* [DIRECTIVE] Rewrite the records below, changing every "innermost point" to "deepest interior point" and keeping everything else the same.

* [Entries from a pointing dataset]

— begin —

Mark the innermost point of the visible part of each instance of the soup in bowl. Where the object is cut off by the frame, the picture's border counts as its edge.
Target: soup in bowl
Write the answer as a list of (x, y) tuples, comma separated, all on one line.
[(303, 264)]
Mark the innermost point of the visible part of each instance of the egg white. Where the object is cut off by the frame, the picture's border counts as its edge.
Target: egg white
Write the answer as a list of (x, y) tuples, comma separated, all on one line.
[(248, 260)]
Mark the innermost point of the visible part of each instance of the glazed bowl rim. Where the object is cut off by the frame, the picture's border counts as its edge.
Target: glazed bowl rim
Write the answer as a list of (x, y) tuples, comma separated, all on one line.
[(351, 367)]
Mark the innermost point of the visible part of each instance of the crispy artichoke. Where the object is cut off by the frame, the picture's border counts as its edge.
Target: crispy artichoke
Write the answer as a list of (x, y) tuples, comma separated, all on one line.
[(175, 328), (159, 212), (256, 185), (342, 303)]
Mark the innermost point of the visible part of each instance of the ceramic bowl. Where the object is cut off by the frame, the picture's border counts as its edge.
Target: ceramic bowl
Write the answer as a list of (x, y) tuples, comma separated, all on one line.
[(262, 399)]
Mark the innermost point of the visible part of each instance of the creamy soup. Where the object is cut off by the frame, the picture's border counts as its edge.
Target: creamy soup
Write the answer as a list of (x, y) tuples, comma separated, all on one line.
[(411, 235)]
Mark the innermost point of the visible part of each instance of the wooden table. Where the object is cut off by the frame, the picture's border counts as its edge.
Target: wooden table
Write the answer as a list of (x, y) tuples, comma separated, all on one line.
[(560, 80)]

— end —

* [RIGHT ANSWER]
Mark the deepest interior point of the visible part of each instance of the soup in bowl. Where the object is cut off by the frame, the picture's border counts as its edge.
Target: soup in bowl
Write the answer as a list of (x, y) tuples, comma separated, all on one line.
[(303, 264)]
Mark the deepest interior point of the visible part of each instance of the egg white. Where the object is cut off by the frame, the picture's border counts as its edge.
Target: egg white
Write the answer as a list of (x, y) tuples, comma separated, all on one line.
[(248, 260)]
Mark the deepest interior point of the visible part of each instance of the glazed bowl rim. Where the object is cut off by the frame, the picture's border counts as its edge.
Target: glazed bowl rim
Write the answer as a list of (x, y) tuples, comma separated, all on one line.
[(351, 367)]
Mark the deepest interior point of the visible part of each instance of the crispy artichoke. Where the object is cut off by the frame, the picture's border counts as its edge.
Target: crispy artichoke
Write the answer as a list of (x, y) tuples, comma separated, all on one line.
[(175, 328), (159, 212), (256, 185), (342, 303)]
Mark the deepest interior point of the visible part of each instance of the ceramic bowl. Where the object is cut off by the frame, the picture's border counts as its edge.
Target: ceramic bowl
Write the answer as a list of (x, y) tuples, comma separated, all on one line.
[(262, 399)]
Mark the deepest interior point of the visible part of each instance of the creamy soup. Where the object is cut off by the frame, the picture's border counts as its edge.
Target: creamy soup
Write the answer as a list of (x, y) tuples, comma separated, all on one line.
[(411, 235)]
Mark the deepest interior point of the visible part of each instance of the wooden table. Where the object is cut off by the frame, the picture's border counts as its edge.
Target: wooden table
Write the answer as a list of (x, y) tuples, comma separated, all on one line.
[(560, 80)]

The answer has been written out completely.